TEXTE DE RÉFÉRENCE –

● ● ●

Vérité objective au cinéma
D'autre part, l'idée du cinéma comme espace ontologiquement objectif existe probablement depuis sa création. La mécanique, dans toute son insensibilité et toute sa modernité y est vue comme garante de vérité. Le kino-pravda de Dziga Vertov [3] dont on peut faire remonter les origines jusque dans les années 1920, a déjà développé cette vue de l'esprit en une croyance baignée de futurisme.
C'est ainsi que l'on peut s'expliquer qu'avant l'arrivée du direct, les concepts de propagande, d'éducation, de documentaire, d'authenticité n'étaient pas distincts et définis au coeur de la pratique du cinéma. Le cinéma dans son objectivité mécanique était considéré comme garant ontologique de vérité, voire facteur d'éducation. Il suffit de visionner aujourd'hui un film documentaire des années 50 pour saisir l'esprit de l'époque à cet égard, pour se convaincre de la naïveté de la position éditoriale d'alors, pourtant transparente pour les contemporains de ces films. On comprend aussi mieux alors, toute l'importance de ce qui se passe avec l'arrivée du direct, sur le plan de l'évolution populaire des idées.
Le son avant les années 60
Le son au cinéma avant l'arrivée du Nagra [4] est fait sur des appareils qui sont soit encombrants, soit peu fiables, tant au niveau de la vitesse de défilement et de la qualité. Entre 1950 et 1960 de nombreux appareils tentent de résoudre ce problème. À l'ONF, on développera par exemple le système SprocketapeMD qui ne s'imposera toutefois pas.
Dans le meilleur des cas c'est donc des sons saisis a posteriori sur les mêmes lieux et recalés au montage qui faisaient office de bande sonore documentaire, une bande son par ailleurs souvent construite comme celle du cinéma de fiction, à partir de sons d'ambiance, de sons d'archives, d'effets sonores, de musique, de voix post-synchronisées, de commentaires (voice over). Vraisemblable rime alors avec vérité.
Dans d'autres cas encore, le sujet « documentaire » est filmé en studio. Si la prise de son est alors directe, la nature documentaire de la captation faite, reste elle, très discutable. On reconstruit donc, par exemple, l'étable au sein du studio, sous les éclairages puissants. On trouve à proximité le caisson insonorisé de l'ingénieur du son, qui dirige le travail du perchiste, comme sur un plateau de fiction lors des tournages en studio, ou comme aujourd'hui, encore parfois, à la télévision. C'est cette situation de travail qui est réputée avoir provoqué une prise de conscience chez le jeune technicien à l'image Michel Brault, œuvrant alors à l'ONF.

● ● ●

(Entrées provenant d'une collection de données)

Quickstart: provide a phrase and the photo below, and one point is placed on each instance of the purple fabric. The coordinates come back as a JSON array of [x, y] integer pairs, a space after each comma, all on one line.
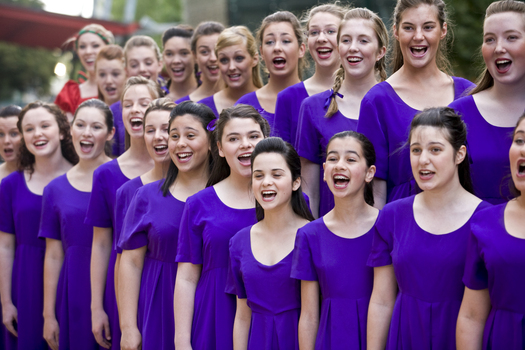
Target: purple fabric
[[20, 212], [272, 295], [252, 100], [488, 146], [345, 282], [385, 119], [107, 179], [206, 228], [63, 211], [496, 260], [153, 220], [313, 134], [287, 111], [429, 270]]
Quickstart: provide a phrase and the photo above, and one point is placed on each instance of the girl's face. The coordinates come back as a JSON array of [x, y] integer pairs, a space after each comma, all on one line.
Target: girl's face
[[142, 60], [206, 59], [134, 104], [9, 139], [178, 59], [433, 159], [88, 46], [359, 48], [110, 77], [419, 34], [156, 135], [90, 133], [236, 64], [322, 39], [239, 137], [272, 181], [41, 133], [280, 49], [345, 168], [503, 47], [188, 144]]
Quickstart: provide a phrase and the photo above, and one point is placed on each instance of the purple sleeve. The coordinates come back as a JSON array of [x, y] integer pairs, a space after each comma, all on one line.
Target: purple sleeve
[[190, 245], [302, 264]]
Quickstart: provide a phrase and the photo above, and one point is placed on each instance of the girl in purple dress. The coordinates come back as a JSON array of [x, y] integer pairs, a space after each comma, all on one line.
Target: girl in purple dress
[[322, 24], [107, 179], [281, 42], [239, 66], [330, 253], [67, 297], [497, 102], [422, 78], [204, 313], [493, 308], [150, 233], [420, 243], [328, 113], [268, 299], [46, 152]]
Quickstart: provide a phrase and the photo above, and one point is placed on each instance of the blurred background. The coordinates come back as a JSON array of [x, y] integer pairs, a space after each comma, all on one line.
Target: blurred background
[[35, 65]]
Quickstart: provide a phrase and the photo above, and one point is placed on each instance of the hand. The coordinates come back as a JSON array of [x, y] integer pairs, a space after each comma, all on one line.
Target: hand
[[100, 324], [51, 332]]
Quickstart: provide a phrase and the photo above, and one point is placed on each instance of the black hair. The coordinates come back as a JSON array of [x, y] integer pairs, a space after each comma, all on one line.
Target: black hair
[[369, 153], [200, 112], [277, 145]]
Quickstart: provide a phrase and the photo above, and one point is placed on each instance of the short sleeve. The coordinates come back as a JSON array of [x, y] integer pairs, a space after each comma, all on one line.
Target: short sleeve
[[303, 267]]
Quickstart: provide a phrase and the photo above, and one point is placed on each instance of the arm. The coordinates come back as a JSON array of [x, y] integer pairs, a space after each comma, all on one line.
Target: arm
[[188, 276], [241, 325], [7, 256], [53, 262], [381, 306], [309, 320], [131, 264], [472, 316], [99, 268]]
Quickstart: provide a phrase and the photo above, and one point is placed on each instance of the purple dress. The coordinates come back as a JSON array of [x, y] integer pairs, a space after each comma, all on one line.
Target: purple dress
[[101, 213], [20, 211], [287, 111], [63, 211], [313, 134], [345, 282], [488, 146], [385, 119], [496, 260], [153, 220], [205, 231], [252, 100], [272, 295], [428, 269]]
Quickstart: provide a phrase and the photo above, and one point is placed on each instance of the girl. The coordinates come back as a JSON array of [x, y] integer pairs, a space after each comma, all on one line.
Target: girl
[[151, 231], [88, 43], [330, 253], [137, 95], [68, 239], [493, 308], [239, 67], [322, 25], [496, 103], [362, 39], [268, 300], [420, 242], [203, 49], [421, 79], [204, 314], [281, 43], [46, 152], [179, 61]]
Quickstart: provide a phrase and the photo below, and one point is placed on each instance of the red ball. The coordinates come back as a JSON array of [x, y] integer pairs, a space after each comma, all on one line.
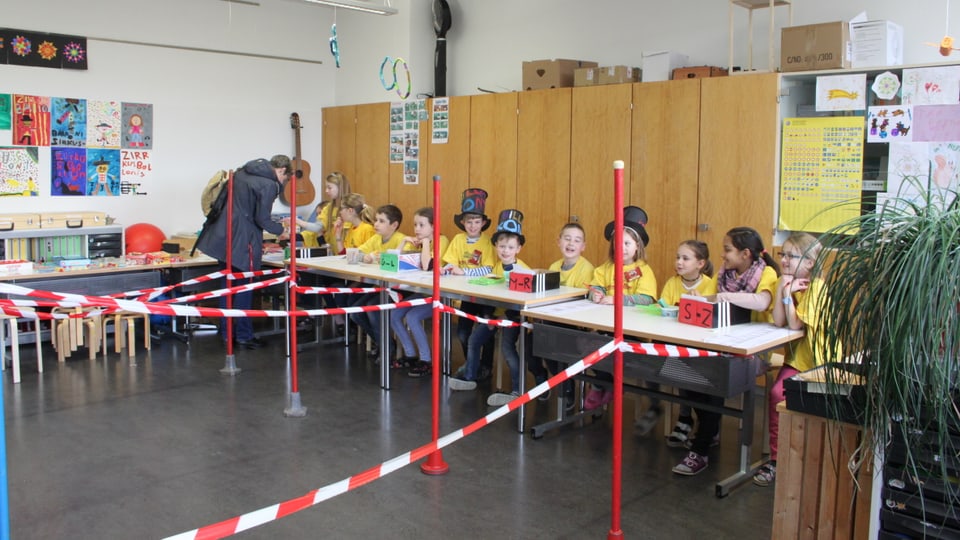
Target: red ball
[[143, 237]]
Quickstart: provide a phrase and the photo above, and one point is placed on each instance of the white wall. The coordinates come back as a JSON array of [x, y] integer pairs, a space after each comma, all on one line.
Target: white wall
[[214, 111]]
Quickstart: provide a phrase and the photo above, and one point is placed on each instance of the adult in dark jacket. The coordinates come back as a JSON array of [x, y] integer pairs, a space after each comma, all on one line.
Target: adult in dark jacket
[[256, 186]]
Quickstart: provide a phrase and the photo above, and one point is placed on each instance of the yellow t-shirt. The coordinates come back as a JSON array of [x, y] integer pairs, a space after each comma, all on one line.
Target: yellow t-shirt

● ● ●

EXERCICES PROPOSÉS –
1. Condensez sous forme de liste le paragraphe du texte de référence qui commence par « Dans le meilleur des cas », sans en omettre les faits essentiels.
2. Selon le texte de référence, quelles notions n'étaient pas distinctes et définies au cœur de la pratique du cinéma avant l'arrivée du direct ? Citez-les toutes.
Seul le texte de référence doit servir de base.

RÉPONSES PAR EXERCICE –
1.
- La bande sonore documentaire se composait, au mieux, de sons saisis après coup sur les mêmes lieux, puis recalés au montage.
- Elle était souvent construite comme celle du cinéma de fiction : sons d'ambiance, sons d'archives, effets sonores, musique, voix post-synchronisées et commentaires (voice over).
- Le vraisemblable tenait alors lieu de vérité.

2.
- La propagande
- L'éducation
- Le documentaire
- L'authenticité